> [Questions on the material]
A. Repeat the part of the eGain earnings call excerpt that begins at the words "Good day. And" and stops after the words "go ahead, sir.".
B. According to the eGain earnings call excerpt, who is eGain's Chief Financial Officer?
C. Go on with the eGain earnings call excerpt, picking up after its final sentence.

> [Excerpted passage]
Good day. And welcome to the eGain's Fiscal 2020 First Quarter Financial Results Conference Call. Today's conference is being recorded. At this time, I'd like to turn the conference over to Jim Byers of MKR Investor Relations. Please go ahead, sir.

Jim Byers

Management

Thank you, operator, and good afternoon, everyone. Welcome to eGain's First Quarter Fiscal 2020 Financial Results Conference call. On the call today are eGain's Chief Executive Officer, Ashu Roy; and Chief Financial Officer, Eric Smit. Before we begin, I would like to remind everyone that during this conference call, management will make certain forward-looking statements, which convey management's expectations, beliefs, plans and objectives regarding future financial and operational performance. Forward-looking statements are generally preceded by words such as believe, plan, intend, expect, anticipate or similar expressions. Forward-looking statements are protected by safe harbor provisions contained in the Private Securities Litigation Reform Act of 1995. These forward-looking statements are subject to a wide range of risks and uncertainties that could cause actual results to differ in material respects. Information on various factors that could affect eGain's results are detailed on the company's reports filed with the Securities and Exchange Commission. eGain is making these statements as of today, November 6, 2019, and assumes no obligation to publicly update or revise any forward-looking information in this conference call. In addition to GAAP results, we will discuss certain non-GAAP financial measures such as non-GAAP operating income. Our earnings press release can be found on the news release link on the Investor Relations page at eGain's website at www.egain.com. The tables included with the earnings press release include reconciliation of the historical non-GAAP financial measures to the most recently comparable GAAP financial measures. And lastly, a replay of this conference call will also be available at the Investor Relations section of eGain's website. And now with that said, I'd like to turn the call over to eGain's CEO, Ashu Roy.

> [Provided data]
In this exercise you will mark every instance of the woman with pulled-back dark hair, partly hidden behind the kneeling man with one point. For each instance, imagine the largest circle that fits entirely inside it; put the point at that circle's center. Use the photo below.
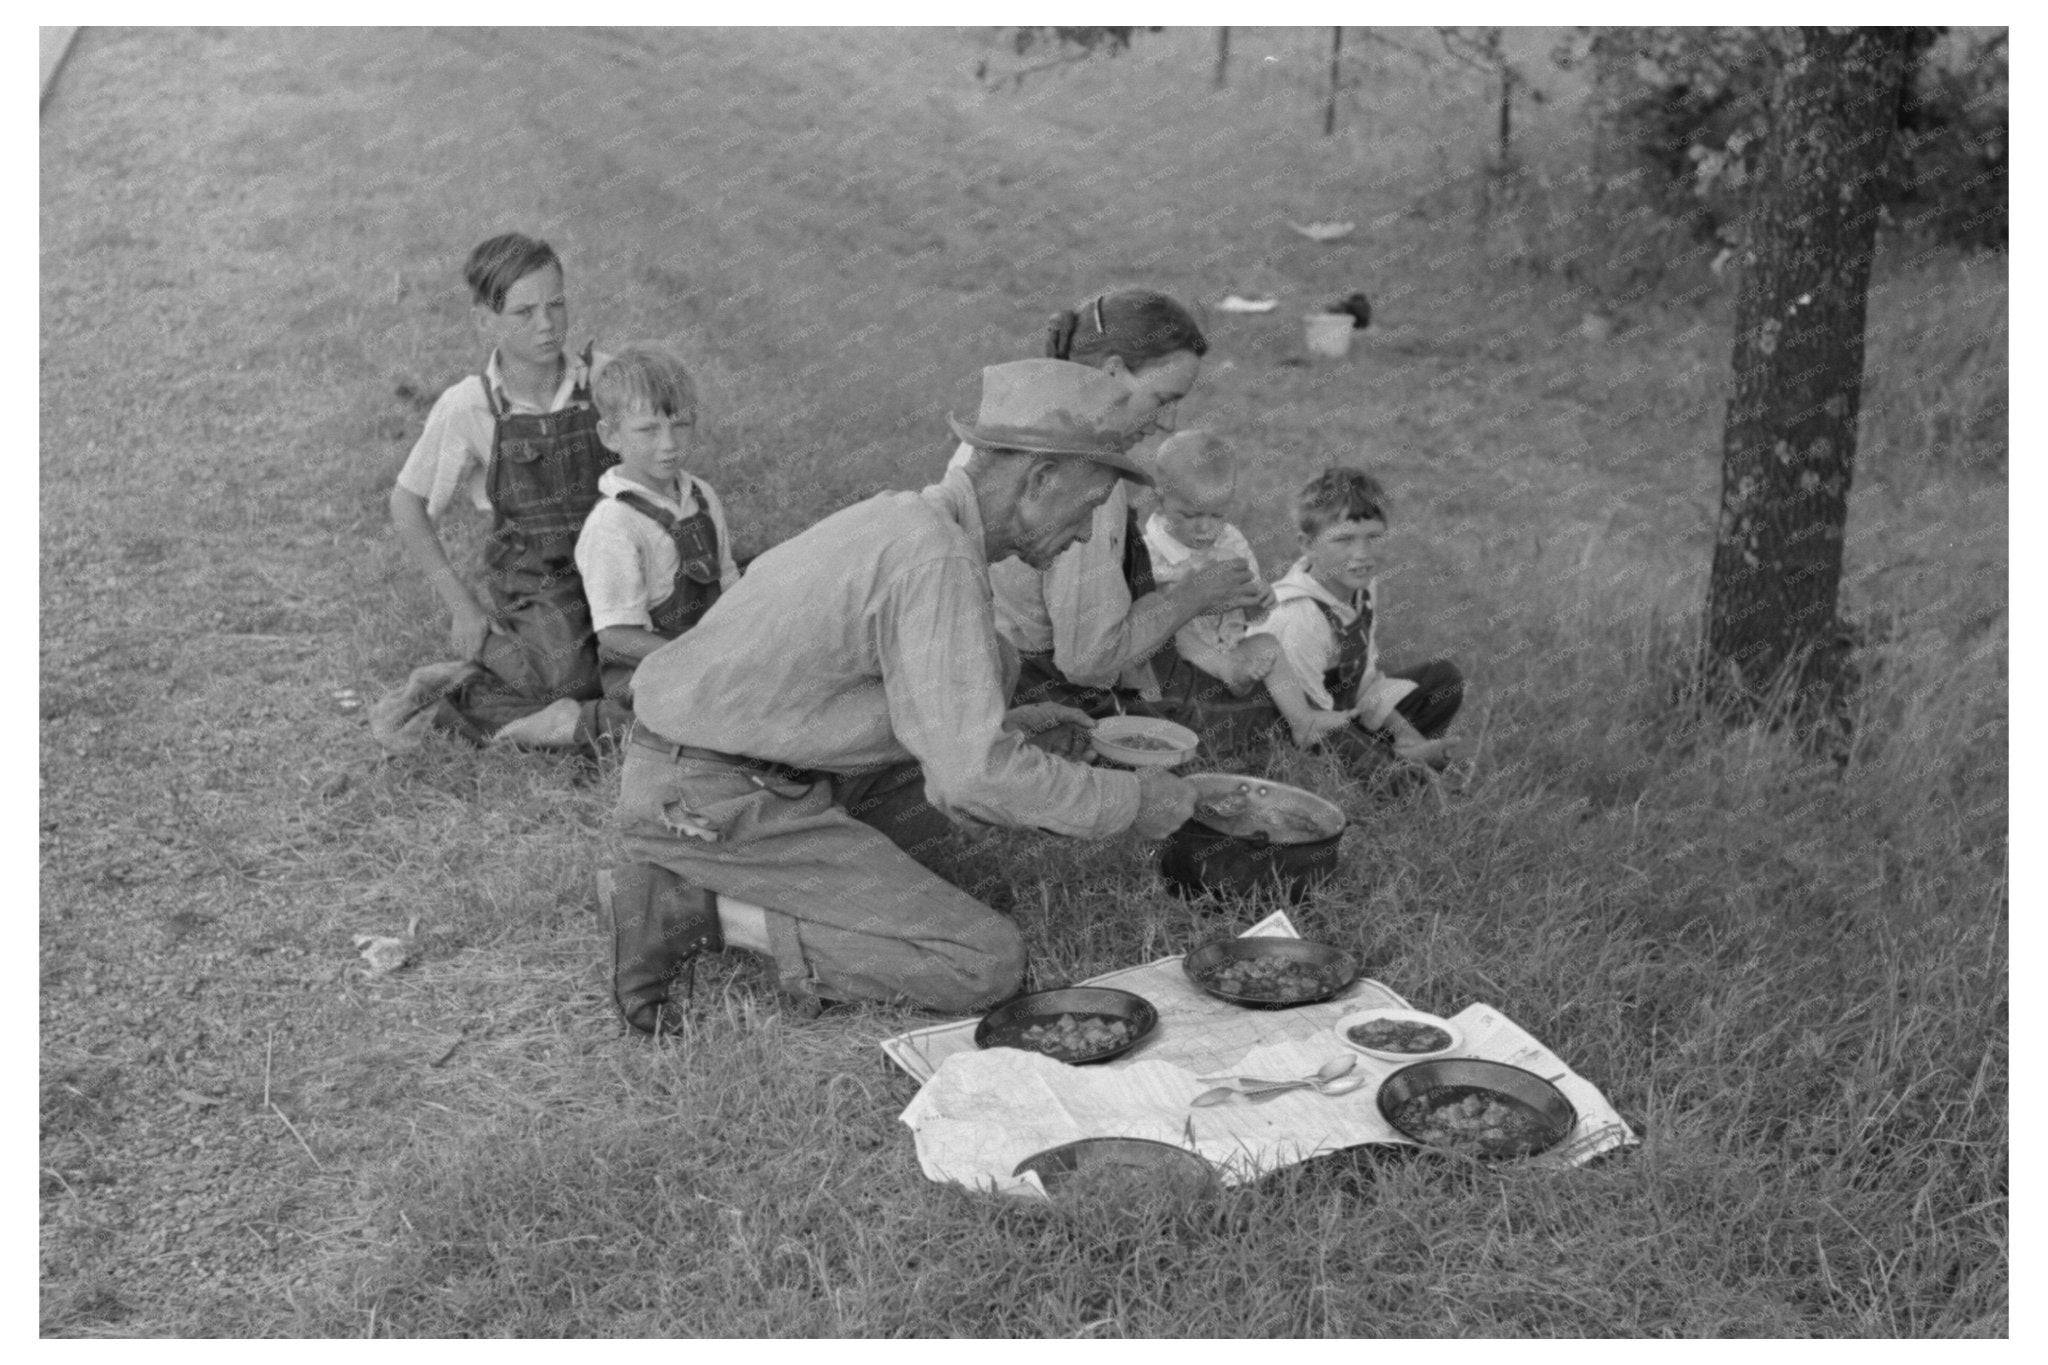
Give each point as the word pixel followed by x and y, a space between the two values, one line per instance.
pixel 1097 631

> [Replies]
A.
Good day. And welcome to the eGain's Fiscal 2020 First Quarter Financial Results Conference Call. Today's conference is being recorded. At this time, I'd like to turn the conference over to Jim Byers of MKR Investor Relations. Please go ahead, sir.

B. Eric Smit

C.
Ashu Roy

Management

Thank you, Jim, and good afternoon, everyone. We achieved a solid performance across the board in Q1. This included top and bottom line results that exceeded our guidance, and we're ahead of Street consensus. And we also generated good cash flow from operations in the quarter. Let me share some financial highlights. Our SaaS revenue grew 30% year-over-year. Our subscription revenue grew 13% year-over-year and comprised about 91% of our total Q1 revenue. We were GAAP profitable for the quarter with net income of $1.2 million compared to net income of $600,000 in the same quarter of last year. And finally, we generated $2.7 million in cash from operations in the quarter. So all in all, very strong numbers and a good start to the year. Looking at the business, the last quarterly earnings call we did was just a few weeks ago. So what I can tell you, which is all good, that we have nice bookings in the quarter with healthy mix of new customers and expansion opportunities. One of the things I want to talk about in terms of sort of market and customer feedback is the Experience 360 event that we had in Chicago, which is our customer event in North America. We had this event on October 15 and 16, and it was very successful. Some of you attended that event as well. I would say there are three things I want to bring out from that event, and they can speak to the state of our business and where we're going. First is around customers, second is around partners and the third is around products. So at this event, three of our clients presented their journey with eGain. It's fantastic to hear their perspectives. They were different, but there were commonalities as well. So…

Eric Smit

Management

Great. Thanks, Ashu. As Ashu noted, we achieved top and bottom line results that exceeded our guidance, and we're ahead of Street consensus. And we generated strong cash flow from operations in the quarter. Looking at the financial highlights for Q1, SaaS revenue was up 30% year-over-year, and 33% in constant currency. Our non-GAAP gross margins were 70% for the quarter, an improvement both sequentially and year-over-year. Non-GAAP net income was $1.7 million or $0.06 per share on a basic and $0.05 per share on a diluted basis, up from non-GAAP net income of $1.2 million or $0.04 per share a year ago. And we generated $2.7 million in cash from operations during the quarter, a cash flow margin of 16%. Now looking at our quarterly results in more detail. Total revenue in Q1 was $17.2 million, up 9% year-over-year, or 12% in constant currency. Subscription revenue was $15.6 million or 13% year-over-year, 16% in constant currency, and accounted for 91% of total revenue, which is up from 87% a year ago. Looking at the revenue components. SaaS revenue was $12.4 million or 30% year-over-year, and accounted for 72% of our total revenue in Q1. The trailing 12-month SaaS retention rates remained healthy with gross retention in the mid to low 90% range, and the net retention, including upsell and uplift, north of 100%, consistent with last quarter. Legacy revenue was $3.2 million, down 24% from the year ago quarter. And legacy accounted for 18% of total revenue in Q1, down from 26% in the year ago quarter. As we have noted on past calls, we are driving a more accelerated transition of our on-premise customers to our cloud offering. And as such, we expect to see a faster decline in legacy revenue over the next several quarters. We're targeting…

Operator

Operator

[Operator Instructions] We'll go first to Ryan MacDonald with Needham.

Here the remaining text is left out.